▸ EXERCISE INSTRUCTIONS
Please print exactly the lines running from the one that contains "The component shall locate the metal" to the end of the data, with both lines included.

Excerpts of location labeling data
[Start]
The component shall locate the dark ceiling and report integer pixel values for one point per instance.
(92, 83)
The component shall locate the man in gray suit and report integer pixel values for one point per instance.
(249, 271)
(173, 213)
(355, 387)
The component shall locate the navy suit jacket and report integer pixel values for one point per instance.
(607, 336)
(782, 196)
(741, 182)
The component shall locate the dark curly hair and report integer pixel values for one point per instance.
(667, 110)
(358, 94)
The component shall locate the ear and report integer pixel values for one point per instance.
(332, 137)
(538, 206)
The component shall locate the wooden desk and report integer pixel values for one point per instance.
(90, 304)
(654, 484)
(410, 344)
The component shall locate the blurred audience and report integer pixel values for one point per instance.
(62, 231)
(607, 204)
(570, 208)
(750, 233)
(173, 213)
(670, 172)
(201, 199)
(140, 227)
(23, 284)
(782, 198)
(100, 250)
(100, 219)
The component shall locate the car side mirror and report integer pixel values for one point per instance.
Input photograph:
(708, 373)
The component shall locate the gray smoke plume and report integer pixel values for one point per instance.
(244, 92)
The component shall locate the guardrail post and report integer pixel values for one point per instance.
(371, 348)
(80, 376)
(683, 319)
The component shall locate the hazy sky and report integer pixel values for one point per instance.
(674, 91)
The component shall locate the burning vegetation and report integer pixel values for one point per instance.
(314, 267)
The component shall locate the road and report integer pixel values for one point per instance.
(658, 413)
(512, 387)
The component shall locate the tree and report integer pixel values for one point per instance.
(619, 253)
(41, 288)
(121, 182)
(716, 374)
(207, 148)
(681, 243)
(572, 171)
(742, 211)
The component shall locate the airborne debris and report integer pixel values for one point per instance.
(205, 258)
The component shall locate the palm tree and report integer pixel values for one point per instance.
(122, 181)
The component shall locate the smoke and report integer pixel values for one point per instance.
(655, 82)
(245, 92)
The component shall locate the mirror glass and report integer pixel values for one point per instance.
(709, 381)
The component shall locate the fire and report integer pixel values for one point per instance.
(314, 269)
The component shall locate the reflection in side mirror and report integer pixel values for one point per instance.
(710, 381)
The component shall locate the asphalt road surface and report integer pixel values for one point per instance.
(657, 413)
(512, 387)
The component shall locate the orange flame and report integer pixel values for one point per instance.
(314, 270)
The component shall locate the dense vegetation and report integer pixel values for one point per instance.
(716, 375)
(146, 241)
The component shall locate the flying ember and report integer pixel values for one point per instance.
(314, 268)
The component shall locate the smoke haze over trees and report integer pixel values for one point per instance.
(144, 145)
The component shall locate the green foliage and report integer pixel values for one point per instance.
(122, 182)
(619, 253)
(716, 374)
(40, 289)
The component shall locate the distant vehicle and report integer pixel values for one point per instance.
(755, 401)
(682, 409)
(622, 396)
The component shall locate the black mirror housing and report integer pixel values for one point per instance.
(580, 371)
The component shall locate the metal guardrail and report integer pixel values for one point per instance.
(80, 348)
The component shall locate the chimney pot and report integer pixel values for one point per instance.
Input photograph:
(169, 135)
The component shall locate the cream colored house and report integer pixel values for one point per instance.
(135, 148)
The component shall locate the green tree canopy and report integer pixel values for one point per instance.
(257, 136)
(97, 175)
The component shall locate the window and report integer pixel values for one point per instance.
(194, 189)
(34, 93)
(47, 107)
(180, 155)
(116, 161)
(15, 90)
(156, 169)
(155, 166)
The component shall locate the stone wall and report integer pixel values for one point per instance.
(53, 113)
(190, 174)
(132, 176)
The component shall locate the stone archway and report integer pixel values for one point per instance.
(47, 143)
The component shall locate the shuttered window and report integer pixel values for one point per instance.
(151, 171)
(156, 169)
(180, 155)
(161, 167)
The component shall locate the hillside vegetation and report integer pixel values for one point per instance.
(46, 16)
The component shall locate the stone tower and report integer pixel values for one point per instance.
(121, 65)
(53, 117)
[End]
▸ RESULT OF THIS EXERCISE
The component shall locate the metal guardrail and report integer pixel values for one point per instance.
(80, 348)
The component shall locate the chimney pot and report integer pixel values for one point per instance.
Input photograph:
(169, 135)
The component shall locate the cream colored house and report integer pixel values for one point per instance.
(135, 148)
The component shall locate the green tree canopy and report integer pixel values for one point per instance.
(257, 136)
(97, 175)
The component shall locate the window and report integer pixel values for one point per instance.
(194, 189)
(34, 93)
(47, 107)
(180, 155)
(116, 161)
(15, 90)
(156, 169)
(155, 166)
The component shall locate the stone wall and report integer pixel values for one point per instance.
(53, 113)
(190, 174)
(132, 176)
The component shall locate the stone archway and report integer pixel values for one point per instance.
(47, 143)
The component shall locate the shuttered window and report integer pixel values for one point per instance.
(151, 171)
(156, 169)
(180, 155)
(161, 167)
The component shall locate the hillside vegetation and report integer pixel values for one point per instance.
(46, 16)
The component shall locate the stone tower and report integer pixel values for one point per instance.
(121, 65)
(53, 117)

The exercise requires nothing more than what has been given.